» **KUTIPAN DOKUMEN**
#####
Sebenarnya, gerakan mengurangi penggunaan sedotan plastik ini sangatlah bagus. Yang menjadi masalah adalah hadirnya sedotan alternatif dengan bahan-bahan yang lebih “ramah lingkungan”. Muncul tren-tren sedotan sustainable yang terbuat dari steel, silicon, PLA, glass, bamboo, jute, kertas, dan bahan-bahan lainnya. Sedotan-sedotan alternatif ini dapat menghasilkan efek bumerang dari tujuan awal menyelamatkan lingkungan. 

Terdapat detail-detail kecil yang cenderung tidak diperhatikan mayoritas masyarakat dalam usaha pengurangan sampah plastik. Banyak orang lupa bahwa produksi sedotan alternatif yang dipasaran juga melalui rangkaian proses yang dapat merusak lingkungan kita. Contohnya, dalam produksi sedotan kertas perlu menebang pohon untuk mendapatkan bahan baku kertas. Kemudian, sedotan stainless steel dan kaca juga memerlukan proses produksi yang menghasilkan jejak karbon akibat penggunaan bahan bakar fosil. Banyak orang juga melupakan emisi yang dihasilkan oleh transportasi apabila bahan-bahan yang digunakan diimpor dari negara lain. Belum lagi penggunaan bahan baku yang sifatnya ambigu bagi masyarakat luas, seperti bahan PLA yang katanya gampang terurai, tetapi nyatanya bahan ini hanya dapat terurai pada kondisi tertentu saja. 

Banyak sedotan alternatif yang mempromosikan produknya sebagai “ramah lingkungan”, tetapi hanya memperhatikan pengurangan polusi dari sisi limbah laut saja. Terdapat faktor-faktor lain yang seharusnya diperhatikan, seperti penggunaan lahan, emisi udara, eutrofikasi, penggunaan energi, acidification, dan faktor-faktor lainnya yang berkontribusi dalam merusak lingkungan. 

Mungkin sekarang lo bertanya-tanya: “Jadi, dari antara bahan-bahan alternatif yang ada, sedotan berbahan dasar apa yang paling ramah lingkungan?”
#####
» **PERINTAH TUGAS**
Lanjutkan bacaan tentang sedotan alternatif di atas setelah kalimat terakhirnya.

» **BAGIAN DATA**
#####
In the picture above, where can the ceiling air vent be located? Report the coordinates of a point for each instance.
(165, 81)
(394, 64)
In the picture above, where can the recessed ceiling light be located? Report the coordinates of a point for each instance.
#####
» **JAWABAN LATIHAN**
Takunda Chitaka, seorang postdoctoral research fellow di University of Western Cape, menerbitkan sebuah penelitian yang membandingkan 5 jenis sedotan di Afrika Selatan untuk mencari tahu sedotan berbahan baku apa yang paling ramah lingkungan. Takunda menggunakan Life Cycle Assessment(LCA), yaitu metode yang umum digunakan untuk mengukur dampak suatu hal(barang, proses, dll) terhadap lingkungan. Dengan judul penelitian ‘In pursuit of environmentally friendly straws’, Takunda membandingkan 5 jenis sedotan yang tersedia di negaranya, yaitu plastik, kertas, polylactide(PLA), kaca, dan besi (steel). Dari kelima bahan tersebut, hanya sedotan plastik yang diproduksi secara lokal menggunakan bahan baku lokal. Kaca dan besi diolah dalam negeri menggunakan bahan-bahan yang diimpor, sementara sedotan kertas dan PLA diimpor dari luar negeri. 

Takunda menemukan bahwa sedotan besi memang memiliki kemungkinan yang kecil untuk berakhir sebagai limbah di laut. Namun, karena dampak dari penambangan, pengolahan, dan pengiriman, sedotan besi harus digunakan 37 kali agar dampaknya lebih sedikit daripada sedotan plastik. Maka, lebih baik menggunakan 20x sedotan sekali pakai daripada membeli satu sedotan besi yang nggak terpakai. 

Sedotan berbahan kaca cenderung lebih ramah lingkungan dari sedotan besi karena selain juga memiliki kemungkinan yang kecil untuk berakhir sebagai limbah di laut, sedotan kaca hanya perlu digunakan 23 kali agar dampaknya lebih sedikit dari sedotan plastik. Namun, Takunda juga menyadari masalah sedotan kaca yang mudah pecah dan akhirnya berdampak kepada lingkungan.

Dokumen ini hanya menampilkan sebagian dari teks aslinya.